THE ADORNMENT OF THE SPIRITUAL MARRIAGE (cont)

 

by Blessed John of Rusybroeck

 

THE SECOND BOOK

49. Showing how God possesses and moves the Soul both in a Natural and a Supernatural way


Now mark well: I will show you an image of this. God has created the highest heaven, a pure and simple Radiance, which enrings and encloses all the heavens and all bodily and material things that God has ever created; for it is an outward dwelling-place and a kingdom of God and His saints, full of glory and eternal joy. Now since this heaven is an unmingled Radiance, there is here neither time, nor space, nor movement, nor any change; for it is immovable and unchangeable above all things. The sphere which is nearest to this glowing heaven is called the First Movement. For here all movement arises from the highest heaven, by the Power of God. From this movement the firmament and all planets derive their courses. And, through it, all creatures live and grow, each according to its kind[54]. Now understand this well: so likewise the essence of the soul is a ghostly kingdom of God, full of Divine radiance transcending all our powers, except they be in that simplified state of which I will not speak now. Behold, in regard to the essence of the soul, wherein God reigns, the unity of our spirit is like to the First Movement; for, in this unity, the spirit is moved from above by the power of God, both naturally and supernaturally. For we have nothing of our own, neither in nature, nor above nature. And this stirring of God, when it is supernatural, is the first and principle cause of all virtues. And through this stirring of God, there are given to some men the seven gifts of the Holy Ghost, like to the seven planets, which illuminate and make fruitful the whole life of man. This is the way in which God possesses the essential unity of our spirit as His kingdom; and in which He works and flows forth with His gifts into our potential unity and into all our powers.
 

50. Showing how a Man should be adorned if he is to receive the most Inward Exercise


Now consider diligently how we can acquire and possess the most inward exercise of our spirit in the created light. The man who is well adorned with the moral virtues of the outward life, and has risen into nobility and divine peace by inward practices; he possesses the unity of the spirit, enlightened by supernatural wisdom, flowing forth in generous love toward heaven and earth and lifting itself up by its reverence and its merits, and flowing back into that very ground, the most high Unity of God, from which all things proceed. For each creature, according to whether it has received more or less from God, has more or less of ascending love and inward tendency towards its origin; for God and all His gifts invite us into Him, and through charity and the virtues and resemblance, we desire to enter into Him.
○ ○ ○ ○ ○ ○ ○
WHAT YOU NEED TO DO
a) Revise the Second Book excerpt from "Now consider diligently" through "enter into Him.", putting "outward virtues" in place of "moral virtues".
b) According to the Second Book excerpt, what is absent from the highest heaven? List every item it names.
○ ○ ○ ○ ○ ○ ○
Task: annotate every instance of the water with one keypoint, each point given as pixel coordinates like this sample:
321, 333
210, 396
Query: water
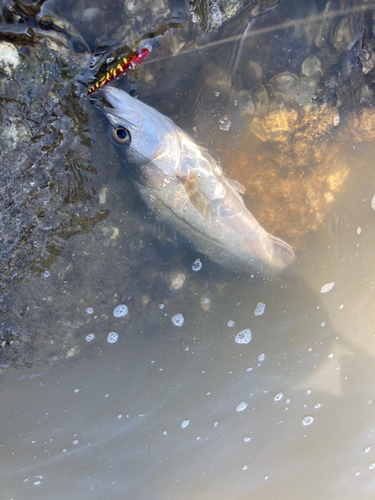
123, 370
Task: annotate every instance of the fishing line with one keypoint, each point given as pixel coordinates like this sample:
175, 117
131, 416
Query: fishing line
297, 23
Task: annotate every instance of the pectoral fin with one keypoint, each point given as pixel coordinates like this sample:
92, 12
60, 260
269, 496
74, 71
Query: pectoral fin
240, 188
196, 195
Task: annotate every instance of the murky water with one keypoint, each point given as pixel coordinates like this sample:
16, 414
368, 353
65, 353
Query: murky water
134, 367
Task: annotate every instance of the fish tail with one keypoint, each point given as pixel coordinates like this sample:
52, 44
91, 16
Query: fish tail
282, 251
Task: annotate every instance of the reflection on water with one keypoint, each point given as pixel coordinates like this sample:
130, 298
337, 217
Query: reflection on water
135, 369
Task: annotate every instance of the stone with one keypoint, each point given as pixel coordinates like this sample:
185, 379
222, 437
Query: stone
312, 67
290, 88
9, 58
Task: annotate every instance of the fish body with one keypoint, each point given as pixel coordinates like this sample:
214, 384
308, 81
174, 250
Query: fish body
187, 190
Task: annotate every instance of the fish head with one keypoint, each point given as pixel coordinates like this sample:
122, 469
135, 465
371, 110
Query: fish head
144, 135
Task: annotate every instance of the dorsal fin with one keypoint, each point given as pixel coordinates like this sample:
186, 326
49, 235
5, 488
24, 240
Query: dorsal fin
282, 250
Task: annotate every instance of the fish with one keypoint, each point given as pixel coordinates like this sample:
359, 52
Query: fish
125, 65
187, 190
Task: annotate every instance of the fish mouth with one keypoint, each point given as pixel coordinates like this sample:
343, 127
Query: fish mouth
120, 107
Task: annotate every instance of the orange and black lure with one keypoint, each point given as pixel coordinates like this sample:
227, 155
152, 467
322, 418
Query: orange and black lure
125, 65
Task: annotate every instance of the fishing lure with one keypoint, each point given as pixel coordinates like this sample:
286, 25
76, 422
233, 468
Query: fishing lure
125, 65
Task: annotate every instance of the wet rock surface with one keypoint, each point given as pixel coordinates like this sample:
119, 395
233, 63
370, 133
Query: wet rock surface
279, 118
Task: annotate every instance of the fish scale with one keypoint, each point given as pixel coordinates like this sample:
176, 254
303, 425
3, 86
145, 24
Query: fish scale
187, 190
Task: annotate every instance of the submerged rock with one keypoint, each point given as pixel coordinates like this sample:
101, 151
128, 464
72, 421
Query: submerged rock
291, 88
9, 58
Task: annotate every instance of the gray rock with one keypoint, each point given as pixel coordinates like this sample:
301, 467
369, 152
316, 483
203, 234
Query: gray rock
289, 88
347, 32
312, 67
261, 100
322, 28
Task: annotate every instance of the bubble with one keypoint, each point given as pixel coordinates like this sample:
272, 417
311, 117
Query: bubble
242, 406
120, 311
259, 309
307, 420
178, 319
327, 287
197, 265
112, 337
205, 303
243, 337
225, 124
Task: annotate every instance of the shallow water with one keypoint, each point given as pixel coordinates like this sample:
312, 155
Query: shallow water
191, 409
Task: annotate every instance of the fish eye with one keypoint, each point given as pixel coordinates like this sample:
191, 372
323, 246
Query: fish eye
121, 135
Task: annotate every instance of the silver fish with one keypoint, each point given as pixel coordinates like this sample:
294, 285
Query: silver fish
186, 188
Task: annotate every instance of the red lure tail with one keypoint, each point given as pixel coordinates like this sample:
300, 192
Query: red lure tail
125, 65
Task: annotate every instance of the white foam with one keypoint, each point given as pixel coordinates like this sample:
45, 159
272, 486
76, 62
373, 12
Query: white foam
327, 287
243, 337
242, 406
178, 319
112, 337
197, 265
120, 311
308, 420
259, 309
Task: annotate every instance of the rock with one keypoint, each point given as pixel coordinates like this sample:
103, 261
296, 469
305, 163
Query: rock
9, 58
289, 88
322, 27
142, 9
312, 67
362, 125
261, 100
346, 34
255, 71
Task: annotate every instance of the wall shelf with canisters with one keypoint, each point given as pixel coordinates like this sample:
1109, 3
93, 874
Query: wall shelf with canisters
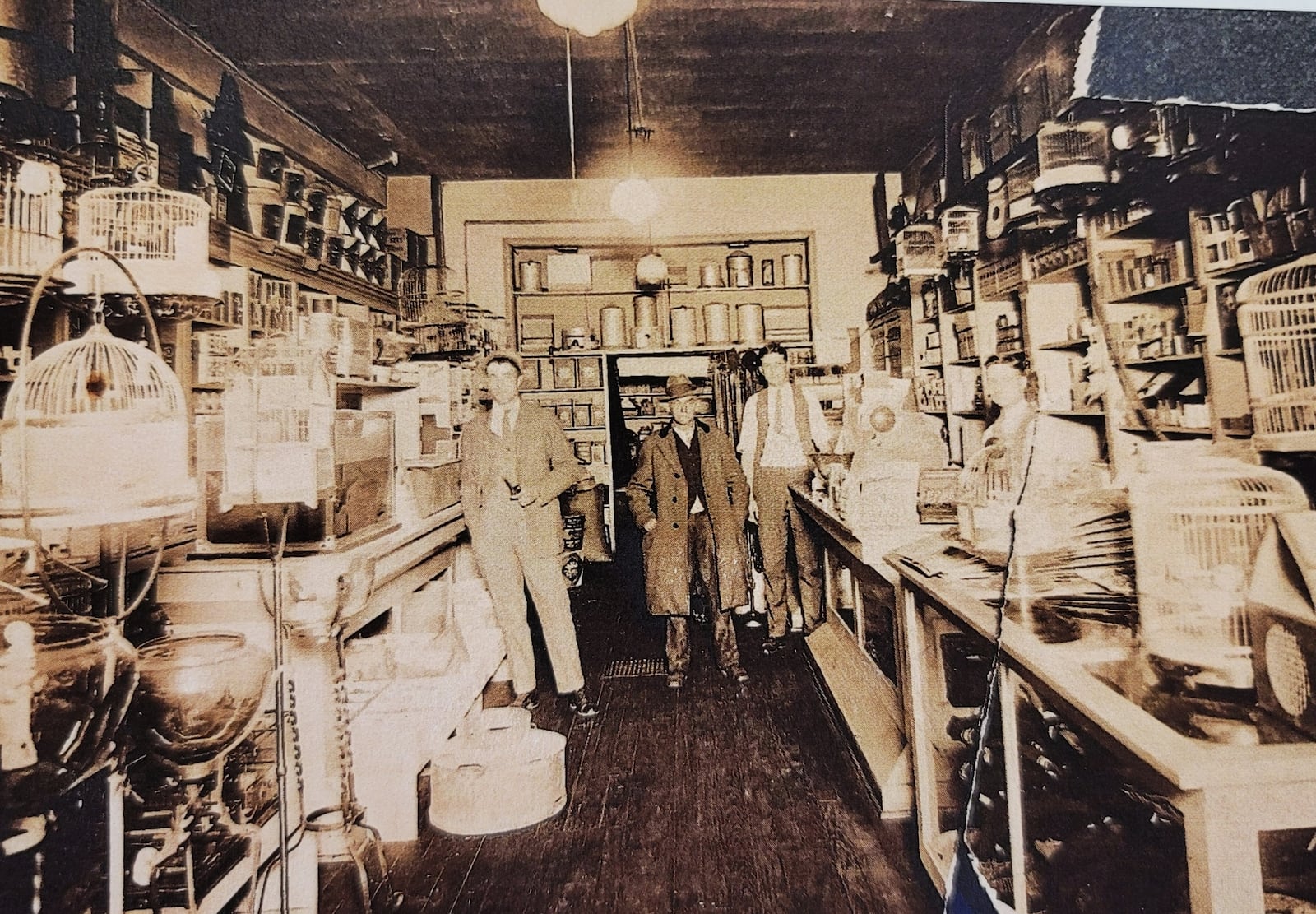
○ ○ ○ ○ ○ ○ ○
EXPECTED ANSWERS
a)
Now consider diligently how we can acquire and possess the most inward exercise of our spirit in the created light. The man who is well adorned with the outward virtues of the outward life, and has risen into nobility and divine peace by inward practices; he possesses the unity of the spirit, enlightened by supernatural wisdom, flowing forth in generous love toward heaven and earth and lifting itself up by its reverence and its merits, and flowing back into that very ground, the most high Unity of God, from which all things proceed. For each creature, according to whether it has received more or less from God, has more or less of ascending love and inward tendency towards its origin; for God and all His gifts invite us into Him, and through charity and the virtues and resemblance, we desire to enter into Him.

b) Time, space, movement, and change.